• Exercise:
Reproduce the records below with every occurrence of "rough mask" swapped for "coarse mask", leaving everything else intact.

• Records provided:
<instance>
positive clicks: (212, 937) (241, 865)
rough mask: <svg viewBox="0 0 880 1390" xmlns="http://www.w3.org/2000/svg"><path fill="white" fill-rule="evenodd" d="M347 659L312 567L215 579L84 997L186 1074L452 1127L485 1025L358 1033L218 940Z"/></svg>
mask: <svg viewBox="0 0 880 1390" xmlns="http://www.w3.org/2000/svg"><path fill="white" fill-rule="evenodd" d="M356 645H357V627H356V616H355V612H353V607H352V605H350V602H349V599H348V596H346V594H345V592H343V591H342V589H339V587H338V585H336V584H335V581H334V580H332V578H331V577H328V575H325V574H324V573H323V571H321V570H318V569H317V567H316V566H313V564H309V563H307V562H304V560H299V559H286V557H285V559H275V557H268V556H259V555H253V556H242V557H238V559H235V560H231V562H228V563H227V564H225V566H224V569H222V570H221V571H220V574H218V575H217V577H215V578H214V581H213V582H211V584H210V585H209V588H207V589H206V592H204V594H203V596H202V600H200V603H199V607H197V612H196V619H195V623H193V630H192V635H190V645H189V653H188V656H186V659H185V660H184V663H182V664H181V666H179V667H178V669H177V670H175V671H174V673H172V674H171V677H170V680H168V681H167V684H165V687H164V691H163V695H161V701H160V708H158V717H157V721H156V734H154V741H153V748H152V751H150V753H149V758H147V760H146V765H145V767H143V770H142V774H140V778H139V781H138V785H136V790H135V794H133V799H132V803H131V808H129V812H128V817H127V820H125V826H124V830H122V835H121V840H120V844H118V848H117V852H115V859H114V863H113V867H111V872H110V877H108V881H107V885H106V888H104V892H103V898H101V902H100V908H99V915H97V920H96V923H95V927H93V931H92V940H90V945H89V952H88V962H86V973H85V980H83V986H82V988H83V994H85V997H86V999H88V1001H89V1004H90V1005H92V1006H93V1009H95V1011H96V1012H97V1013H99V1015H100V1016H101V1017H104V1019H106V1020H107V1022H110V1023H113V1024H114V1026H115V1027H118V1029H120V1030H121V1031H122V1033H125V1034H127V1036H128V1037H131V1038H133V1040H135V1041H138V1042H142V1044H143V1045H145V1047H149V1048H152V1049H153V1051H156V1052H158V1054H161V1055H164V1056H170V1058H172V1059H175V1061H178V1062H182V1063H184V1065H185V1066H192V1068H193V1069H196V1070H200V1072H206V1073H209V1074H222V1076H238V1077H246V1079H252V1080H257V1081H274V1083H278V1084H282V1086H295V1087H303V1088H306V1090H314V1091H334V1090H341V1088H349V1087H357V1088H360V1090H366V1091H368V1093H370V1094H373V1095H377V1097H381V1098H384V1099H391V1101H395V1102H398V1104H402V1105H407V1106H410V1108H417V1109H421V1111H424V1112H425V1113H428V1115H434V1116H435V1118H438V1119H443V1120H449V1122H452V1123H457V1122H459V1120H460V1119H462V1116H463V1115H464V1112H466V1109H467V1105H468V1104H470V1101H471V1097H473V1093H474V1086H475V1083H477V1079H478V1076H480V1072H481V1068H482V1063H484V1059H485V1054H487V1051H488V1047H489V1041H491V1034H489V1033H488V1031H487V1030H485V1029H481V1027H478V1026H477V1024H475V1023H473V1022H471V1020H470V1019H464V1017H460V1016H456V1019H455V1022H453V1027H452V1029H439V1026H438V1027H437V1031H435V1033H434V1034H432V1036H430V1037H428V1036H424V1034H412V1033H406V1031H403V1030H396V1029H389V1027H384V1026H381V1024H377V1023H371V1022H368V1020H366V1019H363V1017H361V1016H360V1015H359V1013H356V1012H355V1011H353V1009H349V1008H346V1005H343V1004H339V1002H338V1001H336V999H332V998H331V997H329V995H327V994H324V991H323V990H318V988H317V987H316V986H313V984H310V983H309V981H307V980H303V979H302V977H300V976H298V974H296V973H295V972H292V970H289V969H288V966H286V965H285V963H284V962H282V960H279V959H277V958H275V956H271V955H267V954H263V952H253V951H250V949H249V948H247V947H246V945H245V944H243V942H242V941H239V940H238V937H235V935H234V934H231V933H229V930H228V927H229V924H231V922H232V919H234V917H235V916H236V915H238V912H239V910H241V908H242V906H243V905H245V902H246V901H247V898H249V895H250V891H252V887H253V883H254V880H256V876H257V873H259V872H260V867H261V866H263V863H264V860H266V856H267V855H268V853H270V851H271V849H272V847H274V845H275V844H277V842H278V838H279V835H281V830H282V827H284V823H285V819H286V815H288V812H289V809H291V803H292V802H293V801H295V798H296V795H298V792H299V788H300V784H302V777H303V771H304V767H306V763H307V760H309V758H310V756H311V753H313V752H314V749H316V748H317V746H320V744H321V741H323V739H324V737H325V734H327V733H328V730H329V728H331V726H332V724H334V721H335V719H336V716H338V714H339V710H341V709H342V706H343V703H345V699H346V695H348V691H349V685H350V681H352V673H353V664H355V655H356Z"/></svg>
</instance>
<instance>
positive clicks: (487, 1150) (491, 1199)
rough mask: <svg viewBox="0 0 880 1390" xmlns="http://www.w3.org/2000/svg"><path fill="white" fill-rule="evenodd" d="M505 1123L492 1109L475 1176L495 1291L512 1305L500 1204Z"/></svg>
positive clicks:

• Result of the task:
<instance>
positive clicks: (212, 937) (241, 865)
coarse mask: <svg viewBox="0 0 880 1390" xmlns="http://www.w3.org/2000/svg"><path fill="white" fill-rule="evenodd" d="M347 659L312 567L215 579L84 997L186 1074L452 1127L485 1025L358 1033L218 940Z"/></svg>
mask: <svg viewBox="0 0 880 1390" xmlns="http://www.w3.org/2000/svg"><path fill="white" fill-rule="evenodd" d="M356 645H357V627H356V616H355V612H353V607H352V605H350V602H349V599H348V596H346V594H345V592H343V591H342V589H339V587H338V585H336V584H335V581H334V580H332V578H331V577H328V575H325V574H324V573H323V571H321V570H318V569H317V567H316V566H313V564H309V563H307V562H304V560H299V559H286V557H285V559H275V557H268V556H259V555H253V556H242V557H238V559H235V560H231V562H228V563H227V564H225V566H224V569H222V570H221V571H220V574H218V575H217V577H215V578H214V581H213V582H211V584H210V585H209V588H207V589H206V592H204V594H203V596H202V600H200V603H199V607H197V612H196V619H195V623H193V630H192V635H190V645H189V653H188V656H186V659H185V660H184V663H182V664H181V666H179V667H178V669H177V670H175V671H174V673H172V674H171V677H170V680H168V681H167V684H165V687H164V691H163V695H161V701H160V708H158V717H157V721H156V734H154V741H153V748H152V751H150V753H149V758H147V760H146V765H145V767H143V770H142V774H140V778H139V781H138V785H136V790H135V794H133V799H132V803H131V808H129V812H128V817H127V820H125V826H124V830H122V835H121V840H120V844H118V848H117V852H115V859H114V863H113V867H111V872H110V877H108V881H107V885H106V888H104V892H103V898H101V902H100V908H99V915H97V920H96V923H95V927H93V931H92V940H90V945H89V952H88V962H86V973H85V980H83V986H82V988H83V994H85V997H86V999H88V1001H89V1004H90V1005H92V1006H93V1009H95V1011H96V1012H97V1013H99V1015H100V1016H101V1017H104V1019H106V1020H107V1022H110V1023H113V1024H114V1026H115V1027H118V1029H120V1030H121V1031H122V1033H125V1034H127V1036H128V1037H131V1038H133V1040H135V1041H138V1042H142V1044H143V1045H145V1047H149V1048H152V1049H153V1051H156V1052H158V1054H161V1055H164V1056H170V1058H172V1059H175V1061H178V1062H182V1063H184V1065H185V1066H192V1068H193V1069H196V1070H200V1072H206V1073H209V1074H222V1076H238V1077H246V1079H252V1080H257V1081H274V1083H278V1084H282V1086H295V1087H303V1088H306V1090H314V1091H334V1090H341V1088H349V1087H357V1088H360V1090H366V1091H368V1093H370V1094H373V1095H377V1097H381V1098H384V1099H391V1101H395V1102H398V1104H402V1105H407V1106H410V1108H417V1109H421V1111H424V1112H425V1113H428V1115H434V1116H435V1118H438V1119H443V1120H449V1122H452V1123H457V1122H459V1120H460V1119H462V1116H463V1115H464V1112H466V1109H467V1105H468V1104H470V1101H471V1097H473V1093H474V1086H475V1083H477V1079H478V1076H480V1072H481V1068H482V1063H484V1059H485V1054H487V1051H488V1047H489V1041H491V1034H489V1033H488V1031H487V1030H485V1029H481V1027H478V1026H477V1024H475V1023H473V1022H471V1020H470V1019H464V1017H460V1016H456V1019H455V1022H453V1027H452V1029H439V1026H438V1027H437V1031H435V1033H434V1034H432V1036H430V1037H428V1036H424V1034H412V1033H406V1031H403V1030H396V1029H389V1027H384V1026H381V1024H377V1023H371V1022H368V1020H366V1019H363V1017H361V1016H360V1015H359V1013H356V1012H355V1011H353V1009H349V1008H346V1005H343V1004H339V1002H338V1001H336V999H332V998H331V997H329V995H327V994H324V991H323V990H318V988H317V987H316V986H313V984H310V983H309V981H307V980H303V979H302V977H300V976H298V974H296V973H295V972H292V970H289V969H288V966H286V965H285V963H284V962H282V960H279V959H277V958H275V956H271V955H267V954H263V952H253V951H250V949H249V948H247V947H246V945H245V944H243V942H242V941H239V940H238V937H235V935H234V934H231V933H229V930H228V927H229V924H231V922H232V919H234V917H235V916H236V915H238V912H239V910H241V908H242V906H243V905H245V902H246V901H247V898H249V895H250V891H252V887H253V883H254V880H256V876H257V873H259V872H260V867H261V866H263V863H264V860H266V856H267V855H268V853H270V851H271V849H272V847H274V845H275V844H277V842H278V838H279V835H281V830H282V827H284V823H285V819H286V815H288V812H289V809H291V803H292V802H293V801H295V798H296V795H298V792H299V788H300V784H302V777H303V771H304V767H306V763H307V760H309V758H310V756H311V753H313V752H314V749H316V748H317V746H320V744H321V741H323V739H324V737H325V734H327V733H328V730H329V728H331V726H332V724H334V721H335V719H336V716H338V714H339V710H341V709H342V706H343V703H345V699H346V695H348V691H349V685H350V681H352V673H353V664H355V655H356Z"/></svg>
</instance>
<instance>
positive clicks: (487, 1150) (491, 1199)
coarse mask: <svg viewBox="0 0 880 1390" xmlns="http://www.w3.org/2000/svg"><path fill="white" fill-rule="evenodd" d="M505 1123L492 1109L475 1176L495 1291L512 1305L500 1204Z"/></svg>
positive clicks:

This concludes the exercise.